# Document text
———

# Rattle from rear of A3 2.0 Tdi Sport



## Broad_Marsh (Nov 20, 2003)

I have been plagued by a rattle from the rear suspension area of my A3 2.0 Tdi Sport from the day I purchased it. The rattle is heard at very slow speeds (5 to 10 mph) and can be heard on many roads that are reasonably smooth as well as bumpy ones. I found the road outside the local dealer showed the problem every time the car was driven over it; accordingly the dealer has no problem reproducing the fault and trying to eliminate it.

Around February time when it went in for a windscreen wiper motor change, parts of the rear suspension were removed and checked, but nothing that could cause the rattle could be found. The dealer contacted Audi, but it appears they had not heard of the problem before. Funny thing that, as the brand new demonstrator car (A3 2.0 Tdi Sport) they lent me had a similar rattle but was less intrusive. The dealer then advised me that there was one other car locally that had quite a loud rattle similar to mine.

———

(Photo object pointing records)
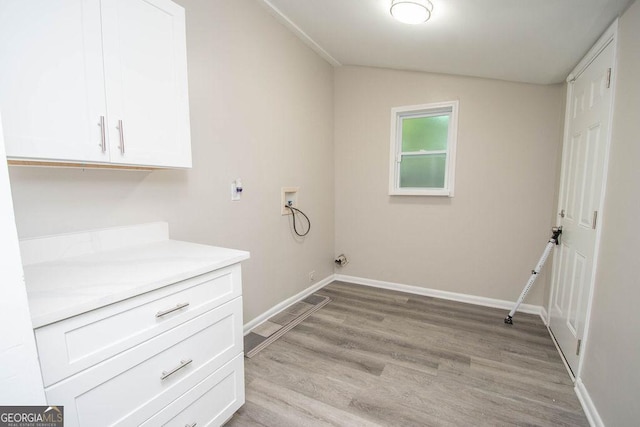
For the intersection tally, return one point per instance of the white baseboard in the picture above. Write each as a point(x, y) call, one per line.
point(286, 303)
point(453, 296)
point(587, 405)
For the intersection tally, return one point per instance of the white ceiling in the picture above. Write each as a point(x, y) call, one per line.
point(516, 40)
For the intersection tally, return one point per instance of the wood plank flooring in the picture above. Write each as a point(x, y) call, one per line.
point(374, 357)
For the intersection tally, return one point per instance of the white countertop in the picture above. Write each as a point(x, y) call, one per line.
point(68, 286)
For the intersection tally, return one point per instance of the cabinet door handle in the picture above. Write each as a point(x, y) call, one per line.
point(103, 137)
point(171, 310)
point(167, 374)
point(121, 133)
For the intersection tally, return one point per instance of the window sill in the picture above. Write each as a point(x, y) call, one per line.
point(420, 192)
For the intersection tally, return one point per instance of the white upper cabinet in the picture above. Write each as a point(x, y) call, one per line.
point(90, 81)
point(145, 62)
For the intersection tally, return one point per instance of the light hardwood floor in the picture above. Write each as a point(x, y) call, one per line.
point(374, 357)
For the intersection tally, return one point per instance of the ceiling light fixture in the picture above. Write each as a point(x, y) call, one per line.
point(411, 11)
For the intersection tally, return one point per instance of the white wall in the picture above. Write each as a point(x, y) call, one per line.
point(486, 239)
point(261, 109)
point(610, 372)
point(20, 379)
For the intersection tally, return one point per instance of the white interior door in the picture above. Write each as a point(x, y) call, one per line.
point(581, 191)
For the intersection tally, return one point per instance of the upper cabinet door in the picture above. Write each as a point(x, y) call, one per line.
point(146, 82)
point(51, 80)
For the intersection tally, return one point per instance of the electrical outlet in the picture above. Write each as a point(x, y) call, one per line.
point(289, 197)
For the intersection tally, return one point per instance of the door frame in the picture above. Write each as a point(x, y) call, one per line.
point(609, 37)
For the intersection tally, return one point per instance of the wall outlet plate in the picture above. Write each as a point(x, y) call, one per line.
point(289, 197)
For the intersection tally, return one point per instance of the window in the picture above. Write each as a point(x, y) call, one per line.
point(423, 149)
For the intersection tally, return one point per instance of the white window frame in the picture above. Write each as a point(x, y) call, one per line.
point(424, 110)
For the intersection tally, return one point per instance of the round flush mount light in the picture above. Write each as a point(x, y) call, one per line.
point(411, 11)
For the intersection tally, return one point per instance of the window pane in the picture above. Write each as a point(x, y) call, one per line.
point(425, 133)
point(426, 171)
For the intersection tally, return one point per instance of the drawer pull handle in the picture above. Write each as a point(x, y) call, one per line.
point(182, 364)
point(103, 135)
point(171, 310)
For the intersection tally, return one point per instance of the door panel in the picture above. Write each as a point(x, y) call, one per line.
point(580, 199)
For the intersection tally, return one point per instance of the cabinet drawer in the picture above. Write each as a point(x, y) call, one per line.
point(132, 383)
point(74, 344)
point(210, 403)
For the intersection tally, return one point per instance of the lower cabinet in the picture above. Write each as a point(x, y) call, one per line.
point(191, 374)
point(210, 403)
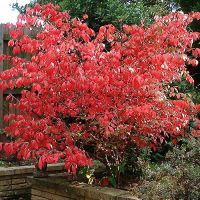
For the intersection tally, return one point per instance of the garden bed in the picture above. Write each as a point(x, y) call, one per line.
point(58, 188)
point(13, 180)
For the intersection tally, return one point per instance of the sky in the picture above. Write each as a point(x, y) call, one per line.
point(7, 14)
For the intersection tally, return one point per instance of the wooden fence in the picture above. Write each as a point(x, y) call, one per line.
point(4, 49)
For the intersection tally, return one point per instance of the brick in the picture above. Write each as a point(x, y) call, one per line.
point(19, 186)
point(5, 182)
point(18, 180)
point(37, 198)
point(127, 197)
point(48, 195)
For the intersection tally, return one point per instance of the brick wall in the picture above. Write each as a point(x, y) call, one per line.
point(14, 184)
point(57, 188)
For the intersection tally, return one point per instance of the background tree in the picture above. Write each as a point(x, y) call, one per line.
point(104, 12)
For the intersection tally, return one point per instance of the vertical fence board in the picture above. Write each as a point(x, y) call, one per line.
point(1, 69)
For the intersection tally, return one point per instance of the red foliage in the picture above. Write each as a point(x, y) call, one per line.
point(79, 87)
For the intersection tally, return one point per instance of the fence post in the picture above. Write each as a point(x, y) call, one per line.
point(1, 69)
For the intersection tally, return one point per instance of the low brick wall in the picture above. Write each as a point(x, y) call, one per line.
point(14, 184)
point(55, 188)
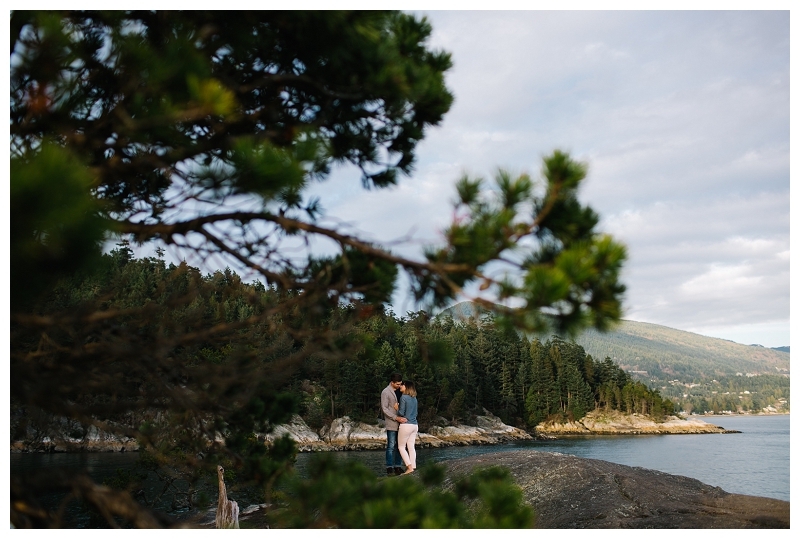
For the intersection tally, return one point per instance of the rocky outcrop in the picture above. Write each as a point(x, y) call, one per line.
point(614, 422)
point(305, 438)
point(488, 430)
point(70, 440)
point(573, 492)
point(345, 434)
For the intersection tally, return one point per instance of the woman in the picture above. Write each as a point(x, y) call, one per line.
point(407, 432)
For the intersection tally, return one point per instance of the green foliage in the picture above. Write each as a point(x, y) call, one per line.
point(345, 494)
point(202, 130)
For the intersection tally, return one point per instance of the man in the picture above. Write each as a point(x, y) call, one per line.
point(394, 463)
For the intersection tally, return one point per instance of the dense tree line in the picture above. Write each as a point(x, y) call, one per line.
point(202, 131)
point(461, 367)
point(733, 394)
point(668, 354)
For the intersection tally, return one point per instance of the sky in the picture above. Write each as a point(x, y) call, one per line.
point(683, 120)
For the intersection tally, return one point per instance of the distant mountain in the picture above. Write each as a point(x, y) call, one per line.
point(655, 353)
point(662, 353)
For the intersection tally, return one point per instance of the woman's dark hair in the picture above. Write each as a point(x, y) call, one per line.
point(411, 391)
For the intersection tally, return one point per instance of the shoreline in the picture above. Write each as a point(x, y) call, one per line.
point(345, 434)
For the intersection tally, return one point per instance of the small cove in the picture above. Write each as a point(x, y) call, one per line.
point(755, 462)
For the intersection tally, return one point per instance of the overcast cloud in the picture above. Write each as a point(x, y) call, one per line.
point(683, 118)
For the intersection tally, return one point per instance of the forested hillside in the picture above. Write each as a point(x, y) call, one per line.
point(699, 374)
point(667, 353)
point(460, 368)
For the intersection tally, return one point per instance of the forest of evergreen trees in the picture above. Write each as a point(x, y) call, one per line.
point(460, 367)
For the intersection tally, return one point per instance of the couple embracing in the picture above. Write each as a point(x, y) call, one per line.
point(399, 407)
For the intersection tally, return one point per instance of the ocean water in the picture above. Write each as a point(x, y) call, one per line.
point(755, 462)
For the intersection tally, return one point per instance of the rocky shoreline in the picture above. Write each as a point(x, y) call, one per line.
point(616, 423)
point(346, 434)
point(573, 492)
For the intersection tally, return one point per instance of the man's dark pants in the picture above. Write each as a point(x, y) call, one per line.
point(393, 458)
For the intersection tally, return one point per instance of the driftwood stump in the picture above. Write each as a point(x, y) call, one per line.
point(227, 510)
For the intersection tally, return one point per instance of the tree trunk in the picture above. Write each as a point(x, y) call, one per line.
point(227, 510)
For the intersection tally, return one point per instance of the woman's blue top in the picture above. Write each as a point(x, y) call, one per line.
point(408, 409)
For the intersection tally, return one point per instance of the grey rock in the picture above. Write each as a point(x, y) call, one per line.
point(573, 492)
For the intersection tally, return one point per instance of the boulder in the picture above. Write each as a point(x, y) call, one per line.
point(573, 492)
point(296, 428)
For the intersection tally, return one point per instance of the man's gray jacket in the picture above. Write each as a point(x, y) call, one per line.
point(388, 400)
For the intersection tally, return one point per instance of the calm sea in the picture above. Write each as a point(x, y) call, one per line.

———

# Problems to solve
A) Answer these from the A3 rattle thread, one answer per line, marked as the questions are:
(i) At what speeds is the rattle heard?
(ii) What work was the car in for around February?
(iii) What car did the dealer lend?
B) Put the stretch of the entries from the line containing "the white countertop" through the line containing "point(68, 286)" into a JSON list of strings, one string per line.
The A3 rattle thread and the entries come from unrelated sources.

# Outputs in order
A)
(i) At very slow speeds, 5 to 10 mph.
(ii) A windscreen wiper motor change.
(iii) A brand new demonstrator A3 2.0 Tdi Sport.

B)
[
  "For the intersection tally, return one point per instance of the white countertop in the picture above. Write each as a point(x, y) call, one per line.",
  "point(68, 286)"
]